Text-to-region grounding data
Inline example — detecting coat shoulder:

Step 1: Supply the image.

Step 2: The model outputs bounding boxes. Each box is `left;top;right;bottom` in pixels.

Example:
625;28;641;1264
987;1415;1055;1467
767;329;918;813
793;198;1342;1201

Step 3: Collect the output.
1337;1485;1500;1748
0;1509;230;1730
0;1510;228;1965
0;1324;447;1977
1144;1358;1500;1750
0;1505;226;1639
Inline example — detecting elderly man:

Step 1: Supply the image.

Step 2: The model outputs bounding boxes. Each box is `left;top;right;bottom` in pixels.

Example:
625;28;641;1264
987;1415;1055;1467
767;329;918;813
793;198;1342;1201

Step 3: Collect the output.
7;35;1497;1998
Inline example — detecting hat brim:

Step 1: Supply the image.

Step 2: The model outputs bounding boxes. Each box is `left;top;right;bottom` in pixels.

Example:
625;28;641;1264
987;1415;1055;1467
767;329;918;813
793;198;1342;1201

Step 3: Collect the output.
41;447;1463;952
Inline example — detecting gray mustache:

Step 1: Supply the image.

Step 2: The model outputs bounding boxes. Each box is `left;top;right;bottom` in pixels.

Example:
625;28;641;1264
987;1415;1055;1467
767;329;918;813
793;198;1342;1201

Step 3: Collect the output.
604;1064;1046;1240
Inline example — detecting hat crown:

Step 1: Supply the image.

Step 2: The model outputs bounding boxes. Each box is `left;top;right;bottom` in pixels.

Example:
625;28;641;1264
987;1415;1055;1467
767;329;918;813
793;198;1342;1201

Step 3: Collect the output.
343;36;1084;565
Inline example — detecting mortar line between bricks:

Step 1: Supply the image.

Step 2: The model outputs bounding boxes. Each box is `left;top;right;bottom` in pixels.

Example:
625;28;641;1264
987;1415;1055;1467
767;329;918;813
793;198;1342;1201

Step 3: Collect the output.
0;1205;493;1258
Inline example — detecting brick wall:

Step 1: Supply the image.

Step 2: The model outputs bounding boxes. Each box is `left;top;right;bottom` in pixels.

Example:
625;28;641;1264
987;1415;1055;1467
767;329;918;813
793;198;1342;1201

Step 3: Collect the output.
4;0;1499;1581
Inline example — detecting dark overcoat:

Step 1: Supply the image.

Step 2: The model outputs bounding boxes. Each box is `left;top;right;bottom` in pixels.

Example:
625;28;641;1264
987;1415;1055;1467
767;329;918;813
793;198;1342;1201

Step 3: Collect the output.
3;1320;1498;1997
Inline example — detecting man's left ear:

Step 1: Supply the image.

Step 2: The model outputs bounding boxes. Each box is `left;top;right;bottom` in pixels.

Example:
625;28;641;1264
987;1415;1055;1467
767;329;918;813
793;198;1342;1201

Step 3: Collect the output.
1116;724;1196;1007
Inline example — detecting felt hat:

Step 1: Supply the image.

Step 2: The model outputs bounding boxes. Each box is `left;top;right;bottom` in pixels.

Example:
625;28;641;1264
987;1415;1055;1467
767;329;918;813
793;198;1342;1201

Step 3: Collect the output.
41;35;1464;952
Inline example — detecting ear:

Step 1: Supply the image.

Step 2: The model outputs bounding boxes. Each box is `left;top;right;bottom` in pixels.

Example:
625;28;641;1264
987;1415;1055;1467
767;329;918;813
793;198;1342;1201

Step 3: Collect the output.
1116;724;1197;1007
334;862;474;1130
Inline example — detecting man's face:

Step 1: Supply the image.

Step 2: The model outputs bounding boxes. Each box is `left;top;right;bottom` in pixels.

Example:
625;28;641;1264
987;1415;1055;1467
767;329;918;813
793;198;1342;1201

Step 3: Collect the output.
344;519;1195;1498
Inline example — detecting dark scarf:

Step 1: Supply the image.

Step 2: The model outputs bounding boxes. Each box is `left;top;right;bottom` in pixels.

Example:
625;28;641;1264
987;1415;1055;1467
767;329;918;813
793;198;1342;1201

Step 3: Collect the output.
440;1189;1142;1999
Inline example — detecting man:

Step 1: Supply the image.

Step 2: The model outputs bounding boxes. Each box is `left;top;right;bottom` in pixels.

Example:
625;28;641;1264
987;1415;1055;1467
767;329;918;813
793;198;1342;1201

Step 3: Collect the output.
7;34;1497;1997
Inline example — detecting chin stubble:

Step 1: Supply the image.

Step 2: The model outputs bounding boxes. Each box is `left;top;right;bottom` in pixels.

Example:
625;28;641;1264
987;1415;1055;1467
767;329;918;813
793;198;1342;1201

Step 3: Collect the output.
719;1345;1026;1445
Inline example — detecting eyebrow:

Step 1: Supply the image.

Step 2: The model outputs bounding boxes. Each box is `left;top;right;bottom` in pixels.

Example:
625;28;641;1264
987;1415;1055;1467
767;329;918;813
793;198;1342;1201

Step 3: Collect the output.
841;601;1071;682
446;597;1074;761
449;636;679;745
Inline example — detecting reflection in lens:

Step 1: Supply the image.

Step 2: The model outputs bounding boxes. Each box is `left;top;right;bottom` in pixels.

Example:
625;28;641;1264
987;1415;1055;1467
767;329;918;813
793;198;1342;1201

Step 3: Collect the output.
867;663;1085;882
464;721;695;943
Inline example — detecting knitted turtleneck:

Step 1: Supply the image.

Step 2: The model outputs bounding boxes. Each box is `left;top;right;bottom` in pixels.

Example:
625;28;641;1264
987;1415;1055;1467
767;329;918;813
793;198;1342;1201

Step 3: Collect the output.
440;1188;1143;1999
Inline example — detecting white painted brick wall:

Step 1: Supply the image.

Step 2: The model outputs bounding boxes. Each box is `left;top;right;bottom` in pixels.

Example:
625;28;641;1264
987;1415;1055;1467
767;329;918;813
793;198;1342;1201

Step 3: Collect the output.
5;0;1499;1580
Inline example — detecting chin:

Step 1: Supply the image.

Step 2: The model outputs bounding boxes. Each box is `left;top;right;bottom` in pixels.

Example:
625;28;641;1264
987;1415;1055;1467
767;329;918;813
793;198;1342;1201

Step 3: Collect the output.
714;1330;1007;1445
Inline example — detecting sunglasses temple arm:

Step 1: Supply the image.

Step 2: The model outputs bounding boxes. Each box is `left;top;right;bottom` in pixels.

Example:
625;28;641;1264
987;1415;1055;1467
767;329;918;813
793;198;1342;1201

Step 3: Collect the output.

Work order: In full and without alteration, write out the data above.

Answer:
Inline example — detecting coat shoulder:

Step 1: Supply the image.

Step 2: The model outputs bounding boxes. Each box is `left;top;right;bottom` in pixels.

Example:
625;28;641;1264
987;1415;1055;1467
767;329;918;813
793;198;1342;1201

Step 3: Collect the output.
1337;1485;1500;1748
0;1509;230;1730
0;1510;228;1965
0;1324;447;1977
1144;1358;1500;1750
0;1505;226;1639
Inline example — detecting elderly man:

Step 1: Supply the image.

Step 2: The model outputs bounding boxes. Each box is `left;top;right;bottom` in pixels.

Example:
625;28;641;1264
987;1415;1055;1467
767;329;918;813
793;198;1342;1201

Step 3: Collect the output.
7;35;1497;1998
Inline example — detecting hat brim:

Step 1: Supply the image.

Step 2: The model outputs bounding boxes. Each box is `left;top;right;bottom` in pixels.

Example:
625;28;641;1264
987;1415;1055;1467
767;329;918;813
793;198;1342;1201

Step 3: Collect the output.
41;447;1463;952
Inline example — detecting gray mustache:

Step 1: Supply the image.

Step 2: The model outputs bounding boxes. Each box is `left;top;right;bottom` in pixels.

Example:
625;28;641;1264
987;1415;1055;1467
767;329;918;813
793;198;1342;1201

Step 3: Collect the output.
604;1064;1046;1240
Inline example — detecting hat crown:

Step 1: Supply the image.

Step 2: The model outputs bounding boxes. Each box is `left;top;right;bottom` in pixels.

Example:
625;28;641;1264
987;1415;1055;1467
767;329;918;813
793;198;1342;1201

Step 3: Collect the output.
343;36;1084;565
Inline example — detecting mortar line between bricks:

Step 1: Supply the image.

Step 2: The model outputs bounding boxes. Each box is `left;top;right;bottom` in pixels.

Example:
625;28;641;1264
987;1415;1055;1467
767;329;918;813
793;198;1342;1201

Step 3: Collect the output.
0;1205;493;1258
Inline example — detecting brick wall:

Step 1: Supply the image.

Step 2: The model outputs bounding boxes. Each box is `left;top;right;bottom` in pixels.

Example:
625;28;641;1264
987;1415;1055;1467
767;329;918;813
793;198;1342;1201

Step 3: Collect the output.
4;0;1499;1581
Inline example — detecting dark overcoat:

Step 1: Supply the image.

Step 2: The model outputs bounding boxes. Each box is `left;top;right;bottom` in pixels.

Example:
625;28;641;1264
987;1415;1055;1467
767;329;918;813
793;198;1342;1201

Step 3: Collect the output.
3;1320;1498;1997
Inline example — detecting man's left ear:

Step 1: Supply the image.

Step 2: The model outputs bounding boxes. Each box is `left;top;right;bottom` in pixels.

Example:
625;28;641;1264
987;1415;1055;1467
767;329;918;813
793;198;1342;1201

Step 3: Collect the output.
1116;724;1196;1007
Inline example — detecting felt hat:

Step 1: Supply the image.

Step 2: The model outputs bounding boxes. Each box is `left;top;right;bottom` in pixels.

Example:
625;28;641;1264
987;1415;1055;1467
767;329;918;813
793;198;1342;1201

Step 3: Collect the output.
41;35;1464;952
Inline example — detecting ear:

Step 1: Supply the image.

Step 2: The model outputs bounding boxes. Each box is `left;top;right;bottom` in pixels.

Example:
625;28;641;1264
987;1415;1055;1467
767;329;918;813
793;198;1342;1201

Step 3: Collect the output.
1116;724;1197;1007
334;862;474;1130
Inline example — detecting man's face:

Step 1: Supply the image.

Step 2: The model outputs bounding boxes. Each box is `left;top;right;bottom` in pixels.

Example:
625;28;641;1264
987;1415;1055;1467
767;329;918;813
793;198;1342;1201

Step 3: Collect the output.
344;519;1195;1498
Inline example — detecting dark scarf:

Step 1: Supply the image.

Step 2: The model outputs bounding boxes. Each box is `left;top;right;bottom` in pixels.

Example:
625;28;641;1264
987;1415;1055;1467
767;329;918;813
793;198;1342;1201

Step 3: Collect the output.
440;1189;1142;1999
Inline example — detecting man:

Step 1: Supply the image.

Step 2: The model outputs bounding boxes. Each box is `left;top;right;bottom` in pixels.

Example:
625;28;641;1264
987;1415;1055;1467
767;329;918;813
793;198;1342;1201

Step 3: Collect the output.
7;34;1497;1997
Inline example — detecting chin stubble:

Step 1: Supply the image.

Step 2: The model outputs bounding boxes. Each box is `left;top;right;bottom` in pixels.

Example:
625;28;641;1264
987;1415;1055;1467
767;329;918;813
793;198;1342;1201

Step 3: Collect the output.
719;1345;1026;1445
Inline example — detecting eyebrow:

Step 1: Supply the image.

Step 2: The model outputs bounding boxes. Each box is `left;top;right;bottom` in pixels.

Example:
625;28;641;1264
987;1415;1055;1467
767;329;918;813
793;198;1342;1201

Step 3: Collect the output.
841;601;1071;682
446;597;1074;761
449;636;679;745
Inline example — detecting reflection in lens:

Step 1: Supply the image.

Step 2: The model outputs bounding boxes. Each box is `left;top;right;bottom` in pixels.

Example:
625;28;641;1264
987;1415;1055;1467
767;329;918;813
793;198;1342;1201

Step 3: Collect the output.
867;663;1085;882
464;721;695;943
Inline example — detecting knitted turtleneck:

Step 1: Supply the image.

Step 2: The model outputs bounding boxes. Each box is `left;top;right;bottom` in pixels.

Example:
625;28;641;1264
987;1415;1055;1467
767;329;918;813
793;198;1342;1201

Step 3: Collect the output.
440;1188;1143;1999
Inline example — detecting white painted brick wall:

Step 1: Supply the image.

Step 2: The model outputs bounding boxes. Each box is `left;top;right;bottom` in pixels.

Example:
625;28;641;1264
987;1415;1055;1467
767;329;918;813
793;198;1342;1201

Step 3: Collect the output.
5;0;1499;1580
Inline example — detecting chin:

Step 1: Supply the image.

Step 2: The model outputs bounding boxes. Each box is `left;top;right;bottom` in pixels.

Example:
625;28;641;1264
987;1415;1055;1467
767;329;918;813
793;198;1342;1201

Step 3: Collect the output.
714;1330;1007;1445
Inline example — detecting sunglasses temple arm:

Step 1: Supply the image.

Step 2: The model outputs bounding boxes. Each box is `left;top;right;bottom` in pixels.

Example:
625;28;641;1264
987;1415;1055;1467
767;329;918;813
793;198;1342;1201

Step 3: Collect the output.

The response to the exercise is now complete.